** Items listed in a dataset **
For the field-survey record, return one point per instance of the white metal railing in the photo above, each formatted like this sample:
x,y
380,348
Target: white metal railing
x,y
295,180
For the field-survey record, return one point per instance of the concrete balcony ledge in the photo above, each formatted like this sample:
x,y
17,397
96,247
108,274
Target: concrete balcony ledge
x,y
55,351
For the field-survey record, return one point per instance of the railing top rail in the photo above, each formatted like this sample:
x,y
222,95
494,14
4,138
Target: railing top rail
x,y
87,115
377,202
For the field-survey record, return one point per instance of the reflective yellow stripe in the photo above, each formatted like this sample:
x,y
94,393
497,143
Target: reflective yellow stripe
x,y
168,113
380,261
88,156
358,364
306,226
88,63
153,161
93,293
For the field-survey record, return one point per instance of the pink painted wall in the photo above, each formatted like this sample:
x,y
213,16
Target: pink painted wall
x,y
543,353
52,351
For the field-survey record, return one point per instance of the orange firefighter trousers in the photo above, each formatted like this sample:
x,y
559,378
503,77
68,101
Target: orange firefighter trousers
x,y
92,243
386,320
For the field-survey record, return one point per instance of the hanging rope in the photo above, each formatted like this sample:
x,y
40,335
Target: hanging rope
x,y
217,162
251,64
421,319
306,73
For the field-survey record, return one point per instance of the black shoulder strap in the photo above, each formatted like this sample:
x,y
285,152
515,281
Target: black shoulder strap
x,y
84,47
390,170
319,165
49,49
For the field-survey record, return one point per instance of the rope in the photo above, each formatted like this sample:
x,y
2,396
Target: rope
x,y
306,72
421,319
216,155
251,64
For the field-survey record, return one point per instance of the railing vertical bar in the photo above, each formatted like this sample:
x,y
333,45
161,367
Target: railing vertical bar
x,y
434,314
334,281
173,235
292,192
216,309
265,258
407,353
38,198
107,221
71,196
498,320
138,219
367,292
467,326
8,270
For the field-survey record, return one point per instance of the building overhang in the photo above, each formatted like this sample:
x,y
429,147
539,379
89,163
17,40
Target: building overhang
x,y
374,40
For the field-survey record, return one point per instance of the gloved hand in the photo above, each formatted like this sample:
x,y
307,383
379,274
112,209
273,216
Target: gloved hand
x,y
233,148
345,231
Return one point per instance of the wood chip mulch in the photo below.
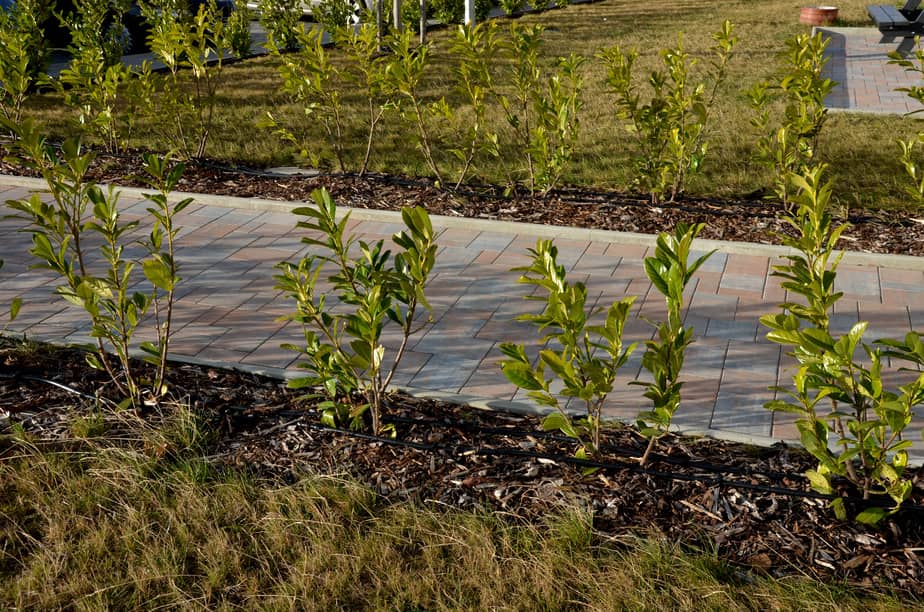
(751, 505)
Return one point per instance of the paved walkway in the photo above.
(228, 309)
(867, 83)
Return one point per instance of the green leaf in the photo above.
(556, 421)
(521, 375)
(819, 482)
(15, 307)
(872, 516)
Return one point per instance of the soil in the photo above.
(751, 505)
(751, 218)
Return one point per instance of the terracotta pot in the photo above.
(818, 15)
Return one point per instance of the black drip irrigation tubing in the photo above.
(22, 376)
(576, 195)
(715, 480)
(464, 450)
(622, 451)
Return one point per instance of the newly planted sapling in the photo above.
(237, 31)
(847, 419)
(102, 279)
(22, 56)
(192, 48)
(345, 353)
(670, 271)
(369, 73)
(543, 110)
(59, 231)
(584, 357)
(671, 127)
(311, 79)
(95, 77)
(790, 145)
(910, 157)
(161, 268)
(282, 21)
(405, 75)
(476, 49)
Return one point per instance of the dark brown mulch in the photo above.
(750, 504)
(751, 219)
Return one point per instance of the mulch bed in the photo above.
(752, 505)
(749, 504)
(747, 219)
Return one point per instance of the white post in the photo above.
(423, 21)
(470, 12)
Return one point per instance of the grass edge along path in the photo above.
(150, 524)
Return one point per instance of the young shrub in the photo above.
(93, 80)
(344, 352)
(670, 128)
(310, 78)
(333, 15)
(790, 146)
(22, 56)
(237, 31)
(670, 272)
(909, 159)
(368, 72)
(181, 102)
(282, 21)
(160, 268)
(584, 357)
(860, 436)
(405, 75)
(543, 112)
(106, 287)
(476, 50)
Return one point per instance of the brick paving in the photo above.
(867, 83)
(228, 311)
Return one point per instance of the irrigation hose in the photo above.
(716, 480)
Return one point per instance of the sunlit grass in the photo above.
(860, 148)
(150, 524)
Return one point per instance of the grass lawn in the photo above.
(860, 148)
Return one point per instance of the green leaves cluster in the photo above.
(583, 357)
(850, 422)
(311, 77)
(909, 159)
(343, 346)
(105, 284)
(789, 144)
(543, 108)
(23, 55)
(281, 19)
(671, 126)
(95, 78)
(192, 47)
(670, 271)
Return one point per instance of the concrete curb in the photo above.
(902, 262)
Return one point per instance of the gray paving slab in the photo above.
(231, 309)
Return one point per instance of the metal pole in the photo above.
(470, 12)
(423, 21)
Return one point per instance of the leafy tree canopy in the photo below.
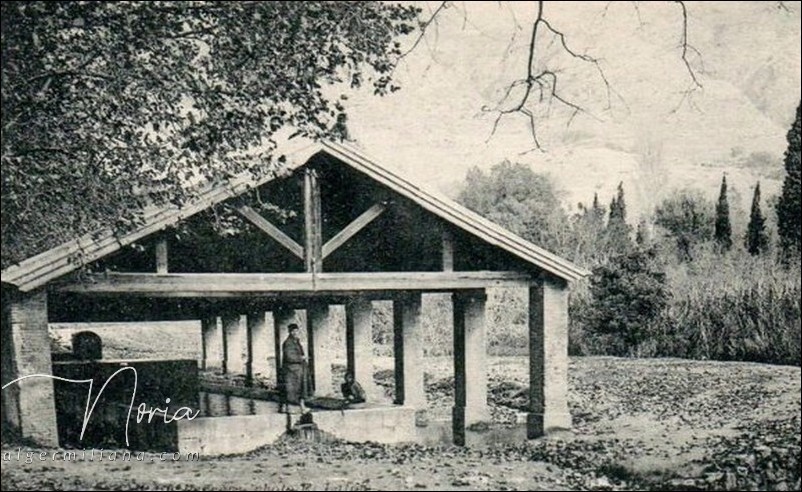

** ABOUT THIS EXERCISE **
Copy out all of the entries exactly as they stand, with no pictures in your copy.

** SOLUTION TO THIS PROBLEM **
For the field-survey record, return one point per instance of the white metal railing in the photo above, each formatted like this sample:
x,y
380,348
Target: white metal railing
x,y
295,180
For the field-survey record, return one point per instance of the concrete balcony ledge in the photo above, each formatted like this sample:
x,y
17,397
96,247
108,274
Target: concrete balcony ledge
x,y
55,351
For the field-survey record, return one point per instance of the railing top rail in the photo above, each formatted like this sample:
x,y
222,95
494,14
4,138
Target: railing top rail
x,y
87,115
377,202
For the field-survey record, return one point per instance of the reflective yellow stripe in the photo above, each formatted like this sample:
x,y
94,393
497,143
Target: reflective yellow stripe
x,y
168,113
380,261
88,156
358,364
306,226
88,63
153,161
93,293
For the field-survey record, return one point per instance of the pink painted wall in the photo above, each formatted like this sample:
x,y
213,16
Target: pink painted wall
x,y
543,353
52,351
For the field-survey record, return one point per instance of the orange firefighter trousers in the photo above, each formatted like this sample:
x,y
559,378
503,77
68,101
Target: orange firefighter trousers
x,y
92,243
386,320
For the field-survey record, return one point per instance of the hanging rope in the photo above, each formatted like this sample:
x,y
40,335
Target: hanging rope
x,y
217,162
251,64
421,319
306,73
For the field-survey record, return one point per instance of the black shoulder strap in the photo above, each formatted like this sample:
x,y
285,152
515,281
Target: black shoulder strap
x,y
84,47
390,170
319,165
49,49
For the field-survey record, return one point per instance of the rope in the photo above, each formatted like this sample:
x,y
2,396
Target: rope
x,y
306,72
421,319
216,155
251,64
For the field-survey record, return one point per instance of the railing vertical bar in the photo above, each formatted like this sample:
x,y
333,45
161,367
Target: railing vertical bar
x,y
434,314
334,281
173,235
292,192
216,309
265,258
407,353
38,198
107,221
71,196
498,320
138,219
367,292
467,326
8,270
For the field-survey record, return one point per instance of the building overhang in the photo above, each formatted like this sample:
x,y
429,147
539,379
89,163
17,40
Target: building overhang
x,y
374,40
For the field-survey record, return one point per instance of the gloved hand in the photo above, each formatted like this sample:
x,y
307,383
379,274
112,209
273,216
Target: gloved hand
x,y
233,148
345,231
Return one point per instance of the wood chip mulch in the photo below.
(751, 505)
Return one point per instance of the paved walkway in the photo above.
(228, 309)
(867, 83)
Return one point per instance of the green leaf in the photo above.
(556, 421)
(521, 375)
(819, 482)
(15, 307)
(872, 516)
Return one point per instance of the soil in the photo above.
(751, 505)
(751, 218)
Return one point per instance of the terracotta pot in the photo above.
(818, 15)
Return one point per instance of the black drip irrigation tubing in the photo above.
(22, 376)
(576, 195)
(715, 480)
(464, 450)
(622, 451)
Return one point per instance of the newly planted sapling in the photo above.
(237, 31)
(847, 419)
(102, 279)
(22, 56)
(192, 48)
(345, 353)
(670, 271)
(369, 73)
(543, 110)
(59, 231)
(584, 357)
(671, 127)
(311, 79)
(95, 77)
(790, 145)
(910, 157)
(161, 268)
(282, 21)
(405, 75)
(476, 49)
Return one point per instance of the dark brown mulch in the photo above.
(750, 504)
(751, 219)
Return one point per instance of the mulch bed in the photo above.
(752, 505)
(749, 504)
(747, 219)
Return one point per instance of the white post in the photo above.
(423, 21)
(470, 12)
Return one point per instance of the grass edge along path in the photo above.
(150, 524)
Return one point per instance of the young shrub in the photo above.
(93, 80)
(344, 352)
(670, 128)
(310, 78)
(333, 15)
(790, 146)
(22, 56)
(237, 31)
(670, 272)
(909, 159)
(368, 72)
(181, 102)
(282, 21)
(160, 268)
(584, 357)
(860, 436)
(405, 75)
(543, 112)
(106, 287)
(476, 50)
Return one point per instance of the brick paving in the photo above.
(867, 83)
(228, 311)
Return one point per instance of the irrigation hose in the photo above.
(716, 480)
Return one point per instance of the sunlit grass in the photo above.
(860, 148)
(150, 524)
Return one point per instance of the grass lawn in the photo above.
(860, 148)
Return one point per instance of the green leaves cluster in the photo above.
(583, 357)
(850, 422)
(311, 77)
(909, 159)
(343, 346)
(105, 284)
(789, 144)
(543, 108)
(23, 55)
(281, 19)
(671, 126)
(95, 78)
(192, 47)
(670, 271)
Return one point per instance of the concrete curb in the photo above.
(902, 262)
Return one point per instance of the gray paving slab in the photo above.
(231, 309)
Return one point per instance of the metal pole in the photo above.
(470, 12)
(423, 21)
Return one point per instance of the leafy tree canopy in the photo below.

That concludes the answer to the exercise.